━━ EXCERPTED PASSAGE ━━
When I went in to report my rape, a girl I’d met through another friend — a sweet, slender, small blonde girl who barely knew me — offered to come, so I wouldn’t be alone.
She’s noted on the card the police handed me after.
Witness: [HER LAST NAME]
I have many people I consider close friends, but this girl I’d known for maybe five days — this sweet, slender, small girl — was the one who went with me.
After, she told me she’d had a friend who’d been raped, but never reported it. That her friend dated the rapist for years — long past the statute of limitations for reporting the crime. That her friend had loved the rapist, even as he grew more and more abusive. Emotionally, at first. Then physically. Then he cheated on her. Over and over. But her friend — the friend who had been raped — stayed through it all.
I imagine this girl — the friend — and I feel as though I could have become her.
I’ve been doing research on denial and repression. I mean, we’ve all seen movies or TV shows about people with “repressed memories” or “split personality disorder.” Thankfully, I don’t think I’ve got either one of those issues to worry about. I’m pretty damn cognizant of my surroundings — to an annoying degree, some would say — and so I really doubt I’d be able to “peace out” through a brutal physical attack (like being mauled by a bear, for example), or create a whole separate persona to deal with my shit for me.
But in psychoanalysis, there’s this thing called “primal regression.” Basically, it makes it so that a scenario, a memory, that is unacceptable to the conscious mind is prevented from entering into the conscious mind.
Freud categorized it into several stages. And, to be honest, I’ve never particularly been a fangirl when it comes to Freud. He seemed way too hung up on the idea that all children want to have sex with their parents. I’ve read Bettelheim’s “The Uses of Enchantment” and it was definitely interesting from an historical perspective, but it made every single fairy tale about Cinderella wanting to marry her father or something, and I think fairy tales are messed up enough as it is without throwing Oedipal analyses in there, too.
Anyway — rambling. The point of this post is the concept of denial. Repression as defense mechanism. I’ve been reading through emails and journals and pretty much anything and everything I can track down that has to do with this case — this rape case — and I’m saddened to see now, in black and white, things I just did not let myself see at the time.
This is evidently a pretty well-documented strategy employed by the unconscious mind of victims to manipulate or distort reality or memory in order to defend and maintain a socially acceptable self-image.
In 1977, George Vaillant categorized levels of defense:
- The first is a pathological defense, through psychotic denial and delusional projection.
- The second is an immature defense, through fantasy, projection, passive aggression, and acting out.
━━━
━━ DATASET EXCERPT ━━
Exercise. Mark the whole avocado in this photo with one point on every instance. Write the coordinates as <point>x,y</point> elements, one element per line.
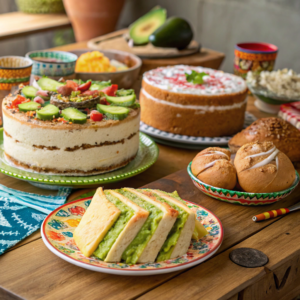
━━━
TASK REQUIREMENTS:
1. In the essay about denial and repression, how long had the writer known the girl who went along to report the rape?
2. Pick up the essay about denial and repression after its last sentence and write the next part.
Nothing here requires the listing.

RESULTS IN ORDER:
1. Maybe five days.

2.
- The third is a neurotic defense, through intellectualization, reaction formation, disassociation, displacement, and repression.
- The fourth is a mature defense, through humor, sublimation, suppression, altruism, and anticipation.
I’d say my reactions were a mix of three and four — over-intellectualizing and over-analyzing bad behavior only to forgive it (altruism); disassociating myself from bad memories or triggers; repressing, repressing, repressing — with a little bit of two thrown in (projection and passive aggression).
I projected a lot of stuff that just wasn’t there onto my rapist’s character. I can recall a letter I wrote him for his 21st birthday — which he celebrated on the other side of the country and went out of his way to ask me not to attend — in which I associated him with a whole bunch of romantic qualities and said all his actions were driven by his desire to be “noble.” One of the kindest, most beautiful things I have written in my entire life, if I do say so myself. Like a love letter from an Austen novel.
His reaction? When I finally tracked him down by phone to ask what he thought of it? “It was nice. Thanks. A real nice letter.”
I need fucking therapy. The truth is, I can’t afford it right now. And I know I could probably apply to the state for, I don’t know, food stamps you cash in for minutes with a psychiatrist. But the process seems so daunting, I just kind of curl up in a ball on the floor of my bathroom and sob.
I’ve read somewhere that tears are the result of toxic build-up in your brain. So I’ve been crying a lot, trying to detoxify.
And I’ve been trying to accept what I denied or repressed or sublimated or intellectualized away. I’ve been trying, but the pain of it, the onslaught of pain all at once, is almost soul crushing. No wonder that girl — the friend of the sweet, slender, small blonde girl — stayed with her rapist after all that abuse. Years and years and years of abuse.
If she’d accepted the reality of it, how could she stand to live?